[Exercise goal]: Extend the biography of football lineman Jarien Moreland below, starting after its last sentence about his reassignment by the Tampa Bay Storm.
═══ Selected extract
Jarien Moreland (born December 26, 1988) is a former American football offensive lineman. He played college football at Southern Illinois University Carbondale and attended Glades Central High School in Belle Glade, Florida. He was a member of the Spokane Shock, Tampa Bay Storm, Spokane Empire, Portland Steel, Sioux Falls Storm, and Washington Valor.

College career
Moreland played for the UCF Knights in 2008, Florida A&M from 2010 to 2012 Southern Illinois Salukis in 2013. He was the team's starter his final season and helped the Salukis to 7 wins. He played in 27 games during his career including 20 starts at guard.

Professional career

Spokane Shock
On March 6, 2015, Moreland was assigned to the Spokane Shock of the Arena Football League. On April 2, 2015, he was placed on recallable reassignment. Moreland appeared in one game for the Shock.

Tampa Bay Storm
On April 3, 2015, Moreland was traded to the Tampa Bay Storm for claim order position. On April 7, 2015, he was placed on refused to report by the Storm. On July 9, 2015, Moreland was placed on reassignment.
══════
═══ Information supplied
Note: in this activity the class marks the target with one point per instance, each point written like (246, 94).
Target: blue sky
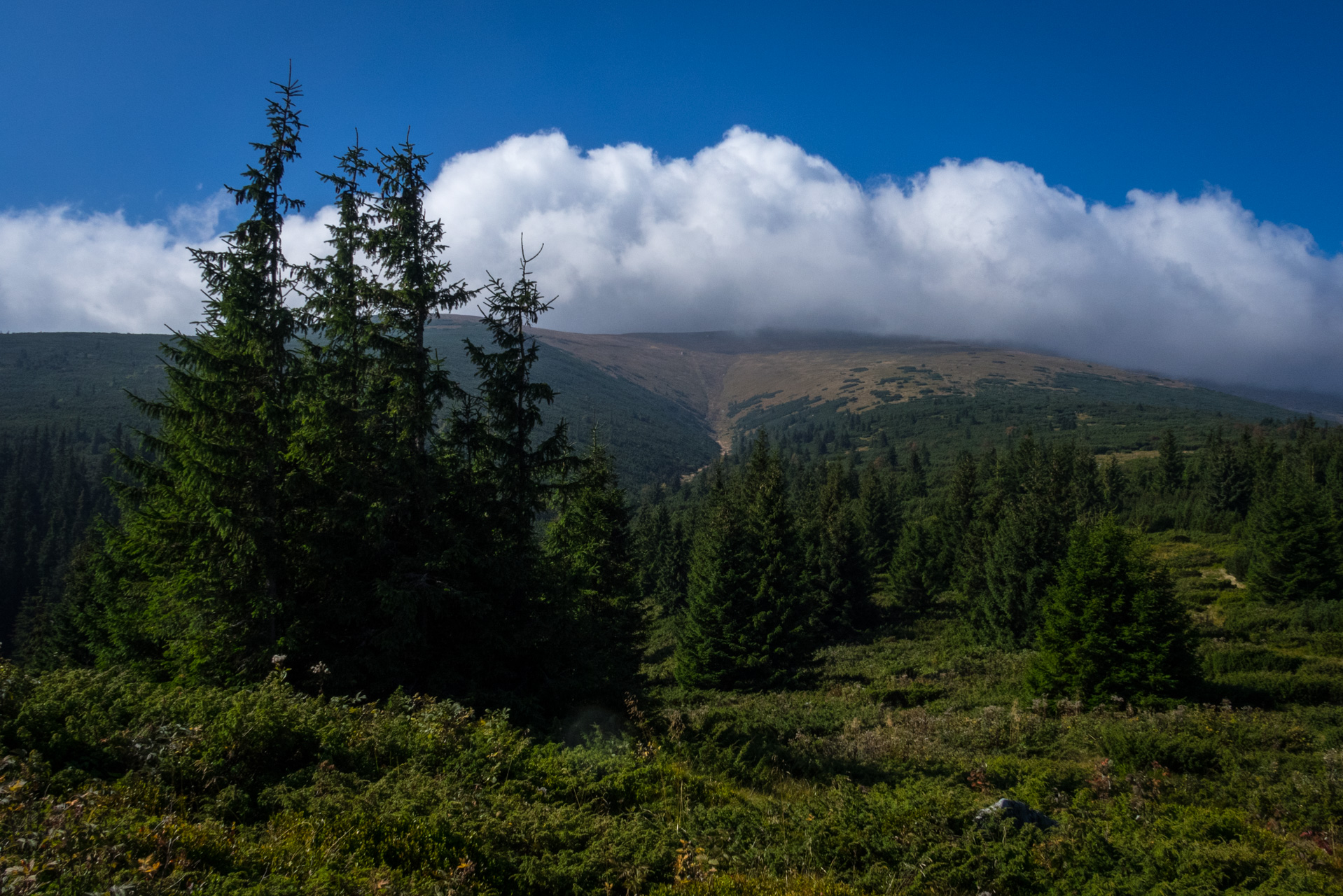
(132, 105)
(1151, 186)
══════
[Answer]:
Spokane Empire
On November 30, 2015, Moreland signed with the Spokane Empire of the Indoor Football League.

Portland Steel
On February 3, 2016, Moreland was assigned to the Portland Thunder. On May 23, 2016, Moreland was placed on injured reserve.

Sioux Falls Storm
Moreland signed with the Sioux Falls Storm of the Indoor Football League on November 15, 2016. On January 21, 2017, Moreland was placed on the refused to report list.

Washington Valor
Moreland was assigned to the Washington Valor on February 1, 2017. On May 25, 2017, Moreland was placed on injured reserve.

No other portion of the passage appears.